> [Quoted passage]
+ + + +
Not enough people talk about it. About the fact that for women who struggle with body image issues and eating disorders, this time of year is the worst. Worse than the holidays. And that all you can really do is put your head down until you make it to February and people are so annoyed with winter and the weather that all seems to balance out again. And the gym feels a little emptier. And the stress and pressure and conversation creeps away.
If there is one thing I have learned this year, it’s that God works in funny (awesome) ways. A few days ago, while I was on a run, I felt something deep inside telling me to let it all go. And I know that sounds scripted and like I might just be making it up because it makes for good writing, but I promise with every ounce of my being, that I’m not. It was there. Speaking truth directly into the dark corners. Telling me to finally bid adieu to my eating disorder. To move on and realize how beautiful and unique I am. To realize for the first time in a long time that my body is made in the image of God. And that that, in and of itself, makes it more than enough. And radiant. And beautiful. And perfect. And a work of art.
And it’s funny, because I’ve been praying for that feeling for years. Very specifically, for that feeling. And yet, as I felt it coming on, as I started to really think about what that meant… I felt myself resisting. Like, for some reason, I didn’t want to let that piece of me go. Like we [my eating disorder and I] had grown and matured together. And that it was somehow part of me. Part of what makes me, me. Part of my story. An important part of my story. And I felt like if I let it go, even right there in that moment, I’d be sad somehow. Like I was letting a piece of myself go. Like I’d be saying goodbye. Like we were breaking up.
+ + + +
Phrase grounding data:
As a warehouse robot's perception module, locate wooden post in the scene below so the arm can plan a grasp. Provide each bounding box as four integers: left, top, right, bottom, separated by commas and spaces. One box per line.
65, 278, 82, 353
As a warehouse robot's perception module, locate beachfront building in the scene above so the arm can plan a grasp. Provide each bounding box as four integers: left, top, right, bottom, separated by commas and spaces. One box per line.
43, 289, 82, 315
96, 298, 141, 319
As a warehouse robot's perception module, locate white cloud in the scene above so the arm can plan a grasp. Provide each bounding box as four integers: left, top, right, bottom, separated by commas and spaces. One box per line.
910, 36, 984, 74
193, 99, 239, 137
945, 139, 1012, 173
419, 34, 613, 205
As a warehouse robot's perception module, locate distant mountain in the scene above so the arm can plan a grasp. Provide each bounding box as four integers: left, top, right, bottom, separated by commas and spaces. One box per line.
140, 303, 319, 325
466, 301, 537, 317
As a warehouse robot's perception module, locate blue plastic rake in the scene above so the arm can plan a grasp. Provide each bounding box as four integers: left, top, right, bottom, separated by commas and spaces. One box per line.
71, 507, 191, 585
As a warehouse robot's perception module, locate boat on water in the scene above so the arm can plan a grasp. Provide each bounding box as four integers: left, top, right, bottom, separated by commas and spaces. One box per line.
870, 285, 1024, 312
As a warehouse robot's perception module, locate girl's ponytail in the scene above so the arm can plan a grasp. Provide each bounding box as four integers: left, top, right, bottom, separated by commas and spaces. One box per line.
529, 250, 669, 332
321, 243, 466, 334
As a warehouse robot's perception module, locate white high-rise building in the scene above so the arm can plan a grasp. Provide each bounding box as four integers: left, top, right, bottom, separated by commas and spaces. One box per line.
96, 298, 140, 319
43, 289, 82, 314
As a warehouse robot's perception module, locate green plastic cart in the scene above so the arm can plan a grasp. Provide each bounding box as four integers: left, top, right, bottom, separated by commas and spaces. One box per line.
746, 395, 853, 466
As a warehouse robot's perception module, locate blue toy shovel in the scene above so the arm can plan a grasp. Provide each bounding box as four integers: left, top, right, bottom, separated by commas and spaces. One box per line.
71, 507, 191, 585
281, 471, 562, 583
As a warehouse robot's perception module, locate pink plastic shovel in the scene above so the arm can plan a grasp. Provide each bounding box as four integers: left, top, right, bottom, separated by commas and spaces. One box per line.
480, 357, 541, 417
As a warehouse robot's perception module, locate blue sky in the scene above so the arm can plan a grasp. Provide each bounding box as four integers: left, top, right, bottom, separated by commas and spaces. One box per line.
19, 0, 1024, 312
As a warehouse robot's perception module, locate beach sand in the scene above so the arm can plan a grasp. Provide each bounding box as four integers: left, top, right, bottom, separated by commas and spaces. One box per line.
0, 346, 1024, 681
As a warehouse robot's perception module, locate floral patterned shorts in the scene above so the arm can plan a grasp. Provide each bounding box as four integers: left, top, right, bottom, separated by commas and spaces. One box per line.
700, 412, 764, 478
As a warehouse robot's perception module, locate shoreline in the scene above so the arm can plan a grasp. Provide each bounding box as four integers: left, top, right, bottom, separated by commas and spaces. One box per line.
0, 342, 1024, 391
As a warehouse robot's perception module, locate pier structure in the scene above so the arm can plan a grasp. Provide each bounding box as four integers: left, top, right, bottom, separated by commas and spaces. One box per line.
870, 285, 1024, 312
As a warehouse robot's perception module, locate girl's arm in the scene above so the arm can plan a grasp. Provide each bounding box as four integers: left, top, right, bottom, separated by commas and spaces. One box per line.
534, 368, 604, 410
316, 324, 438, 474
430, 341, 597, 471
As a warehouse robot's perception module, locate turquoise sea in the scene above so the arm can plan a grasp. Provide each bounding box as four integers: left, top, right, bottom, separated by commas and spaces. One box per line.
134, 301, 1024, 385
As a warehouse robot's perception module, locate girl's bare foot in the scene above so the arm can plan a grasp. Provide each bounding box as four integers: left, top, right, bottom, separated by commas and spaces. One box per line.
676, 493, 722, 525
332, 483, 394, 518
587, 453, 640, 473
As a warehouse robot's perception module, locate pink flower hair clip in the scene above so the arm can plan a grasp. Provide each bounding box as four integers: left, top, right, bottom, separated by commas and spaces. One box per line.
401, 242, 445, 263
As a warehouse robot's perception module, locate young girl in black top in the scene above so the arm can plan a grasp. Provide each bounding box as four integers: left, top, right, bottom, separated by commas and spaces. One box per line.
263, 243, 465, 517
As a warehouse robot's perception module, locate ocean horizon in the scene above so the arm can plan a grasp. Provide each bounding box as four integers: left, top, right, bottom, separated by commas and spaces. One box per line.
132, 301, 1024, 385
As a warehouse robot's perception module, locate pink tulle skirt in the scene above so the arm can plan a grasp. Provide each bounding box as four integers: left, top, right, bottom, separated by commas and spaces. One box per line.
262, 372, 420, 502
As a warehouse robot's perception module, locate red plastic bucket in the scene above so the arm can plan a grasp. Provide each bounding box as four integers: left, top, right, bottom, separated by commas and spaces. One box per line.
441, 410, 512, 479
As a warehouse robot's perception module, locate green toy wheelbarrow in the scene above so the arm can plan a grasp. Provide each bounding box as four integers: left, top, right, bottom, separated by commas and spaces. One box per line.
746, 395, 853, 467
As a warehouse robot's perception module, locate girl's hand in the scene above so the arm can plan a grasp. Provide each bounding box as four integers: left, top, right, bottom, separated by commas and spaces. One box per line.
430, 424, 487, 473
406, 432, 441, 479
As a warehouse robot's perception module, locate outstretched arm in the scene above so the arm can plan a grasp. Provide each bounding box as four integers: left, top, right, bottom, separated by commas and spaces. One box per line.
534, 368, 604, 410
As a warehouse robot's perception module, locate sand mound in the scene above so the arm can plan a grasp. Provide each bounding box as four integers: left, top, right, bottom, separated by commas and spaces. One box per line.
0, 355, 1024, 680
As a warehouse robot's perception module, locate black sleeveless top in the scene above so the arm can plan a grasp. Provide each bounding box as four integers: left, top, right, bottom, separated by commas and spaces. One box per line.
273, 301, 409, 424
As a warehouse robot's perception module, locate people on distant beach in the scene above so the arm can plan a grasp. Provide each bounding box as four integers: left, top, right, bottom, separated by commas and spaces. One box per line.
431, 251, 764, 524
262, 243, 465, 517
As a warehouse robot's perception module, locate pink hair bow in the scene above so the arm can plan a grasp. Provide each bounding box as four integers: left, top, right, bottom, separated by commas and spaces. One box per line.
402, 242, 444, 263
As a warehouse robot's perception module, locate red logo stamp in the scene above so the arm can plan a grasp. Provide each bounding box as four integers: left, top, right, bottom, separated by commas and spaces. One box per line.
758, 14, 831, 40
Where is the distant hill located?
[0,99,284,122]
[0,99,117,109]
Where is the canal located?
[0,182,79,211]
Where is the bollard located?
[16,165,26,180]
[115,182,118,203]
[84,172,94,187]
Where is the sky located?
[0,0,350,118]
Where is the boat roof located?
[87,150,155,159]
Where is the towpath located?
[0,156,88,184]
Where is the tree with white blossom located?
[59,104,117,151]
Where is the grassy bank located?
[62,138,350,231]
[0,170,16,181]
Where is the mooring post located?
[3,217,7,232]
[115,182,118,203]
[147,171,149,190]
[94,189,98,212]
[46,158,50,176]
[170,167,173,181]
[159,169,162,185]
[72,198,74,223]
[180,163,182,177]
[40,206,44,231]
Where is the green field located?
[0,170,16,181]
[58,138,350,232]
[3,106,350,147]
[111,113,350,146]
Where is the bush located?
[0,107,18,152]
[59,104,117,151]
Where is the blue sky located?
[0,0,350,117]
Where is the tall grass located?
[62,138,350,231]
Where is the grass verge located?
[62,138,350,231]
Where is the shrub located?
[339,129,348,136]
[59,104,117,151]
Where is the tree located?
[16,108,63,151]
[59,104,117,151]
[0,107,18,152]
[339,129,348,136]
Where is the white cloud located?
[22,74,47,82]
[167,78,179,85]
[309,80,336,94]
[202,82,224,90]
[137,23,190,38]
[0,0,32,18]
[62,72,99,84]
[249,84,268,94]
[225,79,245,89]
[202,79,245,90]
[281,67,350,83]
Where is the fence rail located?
+ + + +
> [Requirement 1]
Using the passage on the eating disorder, say whether each statement agrees with it. Give yes or no and quote the words that settle it.
(a) The writer calls this time of year worse than the holidays.
(b) The feeling to let go came while the writer was at the gym.
(c) The writer had been praying for that feeling for years.
> [Requirement 2]
Answer these questions from the passage on the eating disorder.
(a) Until what month does the writer say you can only put your head down?
(b) What was the writer doing when the feeling came?
(c) In whose image does the writer say the body is made?
> [Requirement 3]
Carry on the passage on the eating disorder from where it stops.

> [Result 1]
(a) Yes: "Worse than the holidays."
(b) No: "A few days ago, while I was on a run, I felt something deep inside telling me to let it all go."
(c) Yes: "I’ve been praying for that feeling for years."

> [Result 2]
(a) February
(b) Running
(c) God's

> [Result 3]
And that should be a good thing, right? To finally feel full and beautiful and satisfied and worthy. You’d think I would’ve kicked that eating disorder to the curb right there. And I guess that’s the part that makes me confused… the fact that I don’t know why I didn’t. Maybe I was scared. Scared of actually facing those feelings of being worthy and beautiful. Maybe part of me, somewhere deep inside, really enjoys feeling broken. Imperfect. Because instead of relying on my own beauty and confidence, I continually have to rely on God to remember that I’m not my own. And letting that reliance go makes me feel worried. To be honest, I don’t know. But it’s funny and awesome that those feelings even surfaced in the first place. Kind of like God’s way of saying, “See, I hear you. You’re not shouting into a void. I’m here.” And although I didn’t say goodbye for good, for that hour, I finally did feel free. Like I was walking on air. Beautiful. Confident. And that’s the part that makes me excited. A small taste of freedom letting me know that those feelings are there. Somewhere. And that they’re definitely closer than I think.
So for all those who struggle this time of year, I’m here with you. I hear your prayers, too. I’m standing right next to you. With my hands up in air, praying that these next few weeks pass quickly and uneventfully. And that the voices don’t win. And that we can come up on the other side together feeling stronger, emotionally and physically.
And I don’t say all this without acknowledging that the next few weeks are going to be tough. Really, really tough. But this — me being honest and raw and real — is so that you know you’re not alone. You’re never alone. And it’s ok to struggle. Because that makes you human. And beautiful. Believe me. Stop, listen and believe me when I say … you are so, so beautiful. You are so, so loved. And putting in more hours at the gym or saying no to sweets won’t change that one bit. You’ll still be as beautiful as you are now. So know that. And rest in the fact that the only expectations you really face aren’t a number on the scale or the way your jeans fit. And one last thing… know that you will get through this, I promise.